Reproduce the following records word for word, keeping every line in its original order.

** Start of Records for processing **

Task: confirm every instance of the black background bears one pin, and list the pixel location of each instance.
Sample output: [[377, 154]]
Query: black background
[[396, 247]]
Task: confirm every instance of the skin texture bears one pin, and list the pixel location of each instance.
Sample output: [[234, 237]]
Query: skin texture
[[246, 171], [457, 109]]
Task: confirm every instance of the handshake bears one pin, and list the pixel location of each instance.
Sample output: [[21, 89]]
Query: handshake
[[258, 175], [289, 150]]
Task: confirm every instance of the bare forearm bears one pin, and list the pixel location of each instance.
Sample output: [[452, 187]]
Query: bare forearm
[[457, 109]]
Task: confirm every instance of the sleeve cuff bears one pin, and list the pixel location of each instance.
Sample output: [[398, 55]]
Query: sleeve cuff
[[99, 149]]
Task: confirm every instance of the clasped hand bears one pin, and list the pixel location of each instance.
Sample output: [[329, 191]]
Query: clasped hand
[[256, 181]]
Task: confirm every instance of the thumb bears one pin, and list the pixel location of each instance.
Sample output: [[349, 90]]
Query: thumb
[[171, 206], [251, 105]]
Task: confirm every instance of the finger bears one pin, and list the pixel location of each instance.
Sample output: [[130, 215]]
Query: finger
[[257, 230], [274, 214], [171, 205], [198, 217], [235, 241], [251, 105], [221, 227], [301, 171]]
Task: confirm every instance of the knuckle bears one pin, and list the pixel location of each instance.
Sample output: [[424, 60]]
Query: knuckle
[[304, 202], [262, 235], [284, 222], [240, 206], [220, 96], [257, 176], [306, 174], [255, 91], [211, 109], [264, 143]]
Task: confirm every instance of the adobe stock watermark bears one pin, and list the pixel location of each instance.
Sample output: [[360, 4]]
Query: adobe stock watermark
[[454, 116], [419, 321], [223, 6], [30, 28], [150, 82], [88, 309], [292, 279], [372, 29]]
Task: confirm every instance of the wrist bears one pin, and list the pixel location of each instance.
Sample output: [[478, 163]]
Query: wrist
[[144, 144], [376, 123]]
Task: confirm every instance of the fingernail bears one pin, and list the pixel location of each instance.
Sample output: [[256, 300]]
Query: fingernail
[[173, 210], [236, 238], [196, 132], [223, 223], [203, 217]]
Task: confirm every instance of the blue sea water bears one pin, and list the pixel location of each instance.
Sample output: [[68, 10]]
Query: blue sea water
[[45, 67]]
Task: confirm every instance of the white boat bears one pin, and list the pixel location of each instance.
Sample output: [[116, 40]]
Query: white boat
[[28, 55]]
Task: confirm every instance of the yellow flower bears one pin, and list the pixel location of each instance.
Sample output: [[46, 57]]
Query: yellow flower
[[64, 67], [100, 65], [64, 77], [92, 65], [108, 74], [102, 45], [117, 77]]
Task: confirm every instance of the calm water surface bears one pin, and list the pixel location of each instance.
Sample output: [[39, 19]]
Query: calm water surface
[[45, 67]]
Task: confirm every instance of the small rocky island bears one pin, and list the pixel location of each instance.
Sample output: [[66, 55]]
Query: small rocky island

** End of Records for processing **

▶ _Response_
Task: confirm every instance of the black background bears one pin, and list the pixel location of each instance.
Sample output: [[377, 154]]
Query: black background
[[396, 247]]
Task: confirm every instance of the skin texture bears one pin, and list the pixel location of each instance.
Sample output: [[234, 237]]
Query: skin texture
[[246, 171], [457, 109]]
Task: confirm every instance of the handshake bears one pin, and list the pixel location of each instance.
Sample output: [[21, 89]]
Query: handshake
[[258, 175], [289, 150]]
Task: confirm every instance of the bare forearm bears one pin, and list the pixel location of each instance.
Sample output: [[452, 187]]
Query: bare forearm
[[457, 109]]
Task: confirm every instance of the sleeve cuff bears one pin, and list the pixel location of each instance.
Sample output: [[398, 55]]
Query: sleeve cuff
[[99, 149]]
Task: confirm every instance of the clasped hand bears one pin, and list the pixel location of each instance.
Sample output: [[329, 191]]
Query: clasped hand
[[256, 181]]
Task: confirm every instance of the thumb bears one pin, and list the pixel location of each instance.
Sample output: [[349, 90]]
Query: thumb
[[171, 206], [251, 105]]
Task: confirm every instance of the finger bears one pin, and list the pixel location of each instance.
Sample output: [[130, 215]]
Query: finger
[[257, 230], [274, 214], [171, 205], [198, 217], [235, 241], [251, 105], [221, 227], [301, 171]]
Task: confirm every instance of the knuckle bears one pin, and list the pixel location of each instance.
Sample output: [[424, 60]]
Query: knuckle
[[304, 202], [262, 235], [284, 222], [240, 206], [220, 96], [257, 176], [306, 174], [255, 91], [211, 109], [264, 143]]
Task: confirm every instance of the adobe stock watermark bears one pin, and list the pixel location of each instance.
Sample output: [[360, 4]]
Query: adobe stock watermark
[[454, 116], [419, 321], [223, 6], [30, 28], [150, 82], [88, 309], [292, 279], [372, 29]]
Task: confirm every instance of the wrist bears one pin, and list the pixel location of each instance.
Sample output: [[478, 163]]
Query: wrist
[[144, 144], [376, 123]]
Task: confirm every instance of the fingernail bears one pin, and list the pixel location of each instance.
Sample output: [[256, 300]]
Query: fingernail
[[173, 210], [236, 238], [196, 132], [223, 223], [203, 217]]
Task: confirm every instance of the blue sea water bears one pin, and list the pixel location of each instance.
Sample output: [[68, 10]]
Query: blue sea water
[[45, 67]]
Task: confirm every instance of the white boat bears one pin, and list the pixel location of each instance.
Sample output: [[116, 40]]
Query: white boat
[[28, 55]]
Task: confirm every instance of the yellow flower bears one pin, and list the pixel location of each instance.
Sample output: [[46, 57]]
Query: yellow flower
[[64, 67], [100, 65], [64, 77], [92, 65], [108, 74], [102, 45], [117, 77]]
Task: confirm every instance of the calm water surface bears one pin, and list the pixel location of each instance.
Sample output: [[39, 19]]
Query: calm water surface
[[45, 67]]
Task: confirm every instance of the small rocky island bears one pin, and list the pixel location of each instance.
Sample output: [[66, 55]]
Query: small rocky island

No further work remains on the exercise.